We do have precedent for fast action in data privacy laws. The first true national data privacy law – one that required explicit opt-in for sharing of personal data – sailed through the Capitol in one year, in 1987-1988, by a bipartisan vote. Congress only needed the right motivation:

Porn.

The Video Privacy Protection Act of 1988 (Pub. L. 100-618, 18 U.S.C. § 2710 et seq.) resulted from the 1987 Senate confirmation hearings for then-Supreme Court appointee Robert Bork. During these hearings, Michael Dolan, a reporter for the Washington City Paper, figured out that he frequented the same video rental store as Judge Bork. Reasoning there was no better way to know someone than to know what films he watched, Dolan obtained and published Bork’s rental history from the store – with an implicit threat that he would do the same for other politicians.

Dolan, however, did not exactly deliver a haymaker punch to Bork’s already-contentious nomination. The “Bork Tapes” revealed that the D.C. Circuit judge watched many videos but none rated R or X. As Dolan wrote in The New Republic in 2012, “Bork enjoyed whodunits and Brit films, costume drama and otherwise; he and his hadn’t rented anything remotely salacious enough to rankle patron Reagan’s buds in the Moral Majority.”

Although Bork’s nomination ultimately went nowhere – in no small part due to his role in a certain data privacy violation known as Watergate – the idea that “meddling journalists” could reverse-engineer viewing habits outraged Congress (we can only presume that some legislators had much more “interesting” viewing histories to protect). VPPA passed in record time, and it sparked almost universal duplication in state legislatures.

SUPPLIED ENTRIES |
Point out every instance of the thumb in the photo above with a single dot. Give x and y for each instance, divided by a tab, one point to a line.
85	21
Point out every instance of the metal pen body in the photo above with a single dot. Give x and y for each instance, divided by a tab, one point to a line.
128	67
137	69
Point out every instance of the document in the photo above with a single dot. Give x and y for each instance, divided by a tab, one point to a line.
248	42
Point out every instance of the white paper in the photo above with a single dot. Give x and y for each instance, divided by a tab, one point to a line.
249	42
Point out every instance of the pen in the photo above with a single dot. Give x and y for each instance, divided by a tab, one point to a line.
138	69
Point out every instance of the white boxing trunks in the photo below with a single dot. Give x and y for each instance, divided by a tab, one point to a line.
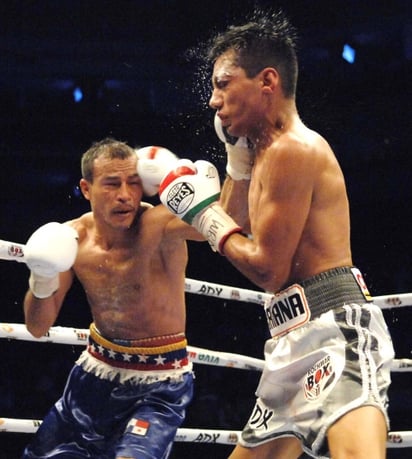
330	353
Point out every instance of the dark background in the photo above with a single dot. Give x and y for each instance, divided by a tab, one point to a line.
134	61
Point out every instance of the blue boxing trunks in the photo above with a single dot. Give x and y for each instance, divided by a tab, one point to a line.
123	398
330	353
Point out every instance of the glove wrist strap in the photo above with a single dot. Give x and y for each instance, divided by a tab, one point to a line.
43	287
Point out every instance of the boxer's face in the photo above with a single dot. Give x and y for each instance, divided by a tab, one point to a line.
116	191
235	96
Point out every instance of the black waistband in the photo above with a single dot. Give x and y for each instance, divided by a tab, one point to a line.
332	288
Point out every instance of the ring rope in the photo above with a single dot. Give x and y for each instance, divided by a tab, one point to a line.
74	336
78	336
398	439
251	296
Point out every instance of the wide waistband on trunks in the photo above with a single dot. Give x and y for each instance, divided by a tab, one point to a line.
304	301
330	289
172	355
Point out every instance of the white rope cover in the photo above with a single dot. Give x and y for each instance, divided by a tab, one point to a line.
78	336
224	437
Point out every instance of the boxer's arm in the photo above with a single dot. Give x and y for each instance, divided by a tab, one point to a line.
234	200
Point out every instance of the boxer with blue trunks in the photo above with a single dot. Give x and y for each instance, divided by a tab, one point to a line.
128	392
122	397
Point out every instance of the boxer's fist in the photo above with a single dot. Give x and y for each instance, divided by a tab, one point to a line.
191	192
51	249
240	153
153	163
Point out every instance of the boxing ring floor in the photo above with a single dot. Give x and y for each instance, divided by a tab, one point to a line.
224	385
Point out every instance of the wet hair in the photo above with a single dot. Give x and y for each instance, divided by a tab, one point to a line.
267	40
109	148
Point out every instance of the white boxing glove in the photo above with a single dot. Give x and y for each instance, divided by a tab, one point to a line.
240	154
191	191
153	163
51	249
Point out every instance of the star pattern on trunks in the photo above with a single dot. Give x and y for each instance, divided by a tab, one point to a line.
171	360
160	360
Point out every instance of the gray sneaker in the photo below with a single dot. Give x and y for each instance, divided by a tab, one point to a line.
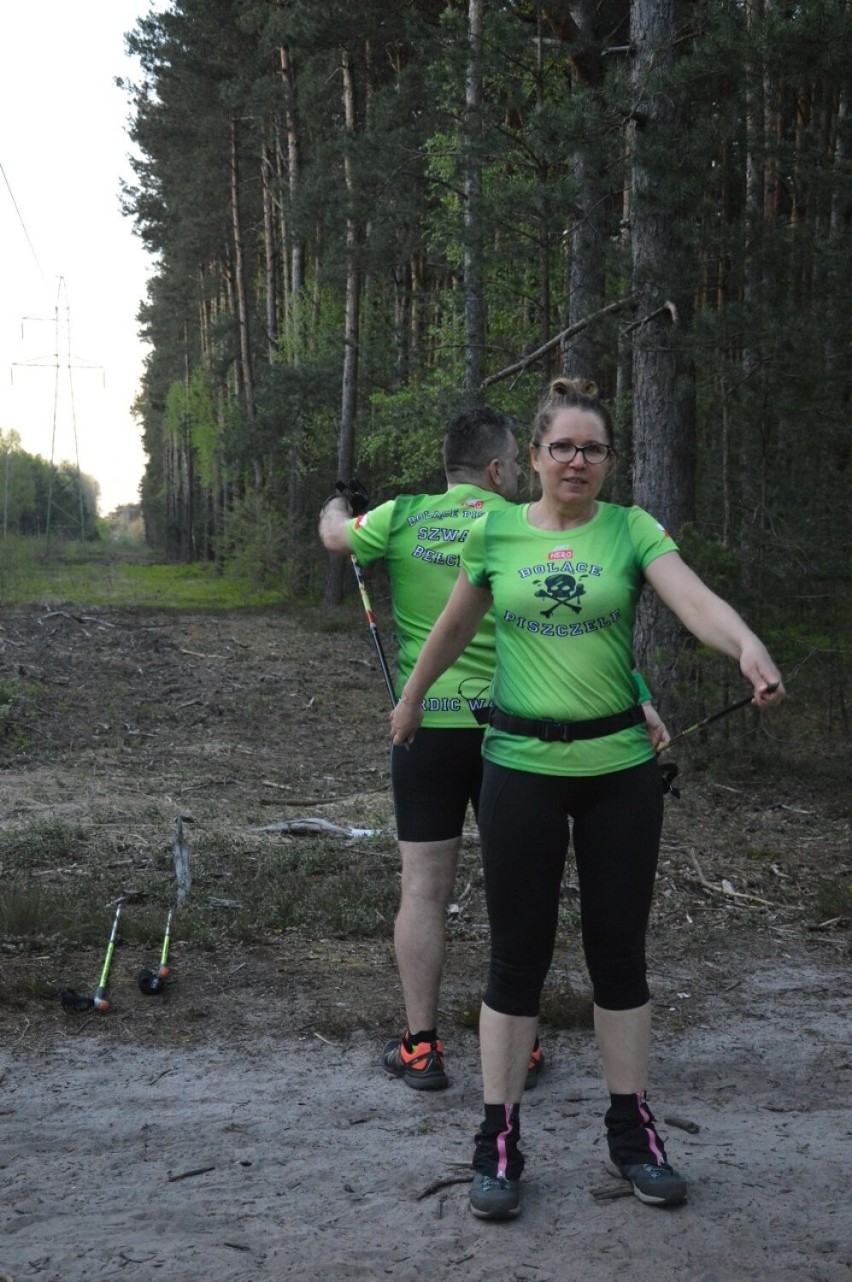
656	1185
495	1196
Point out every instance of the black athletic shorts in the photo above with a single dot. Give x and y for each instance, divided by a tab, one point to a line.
433	781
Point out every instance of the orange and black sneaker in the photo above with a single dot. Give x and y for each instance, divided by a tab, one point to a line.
420	1065
536	1067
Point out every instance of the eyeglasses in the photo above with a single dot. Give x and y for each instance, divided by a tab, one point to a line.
564	451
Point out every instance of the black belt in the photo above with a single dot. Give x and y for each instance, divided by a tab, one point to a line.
565	732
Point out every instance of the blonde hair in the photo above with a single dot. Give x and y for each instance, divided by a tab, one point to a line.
570	394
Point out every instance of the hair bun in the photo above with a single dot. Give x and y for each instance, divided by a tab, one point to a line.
573	387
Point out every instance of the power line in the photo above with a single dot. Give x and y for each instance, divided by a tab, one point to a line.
12	196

GIVEN EXERCISE | Write what comes next in the passage on the Video Privacy Protection Act, picking up right after its last sentence. The data has nothing to do with this.

EXERCISE RESULT |
Today, physical videotape/DVD rental is a memory, but VPPA is not. Courts – such as in In re Hulu Privacy Litigation (2012) – applied VPPA to streaming services on the basis that the “video cassette tapes or similar audio visual materials” included streaming content. This was based on the legislative history, which the court observed to use media-neutral language. Some courts have limited standing to people who were formally “subscribers” such as in Austin Spearman v. AMC Network Entertainment, LLC (2015), but absent action by Congress, plaintiffs have continued to… innovate.

Today, plaintiffs allege VPPA violations in connection with using pixels in conjunction with videos in social media advertising. Pixels are code that is triggered by a user taking an action (viewing, clicking, buying, leaving). The contentious part is not letting an advertiser know merely that someone watched a video. Where the pixel also transmits identifying information about the subject to third parties (such as ad networks), plaintiffs have argued VPPA applies – and that absent explicit consent to transmit that information, advertisers are violating VPPA. Defenses have echoed those debated in previous upcycles of VPPA: Is the viewer a “consumer” and is the advertiser a “video tape service provider?” Defendants have also questioned whether the data transmitted by the pixel itself is identifiable information. These questions are case-specific, and the law is far from settled.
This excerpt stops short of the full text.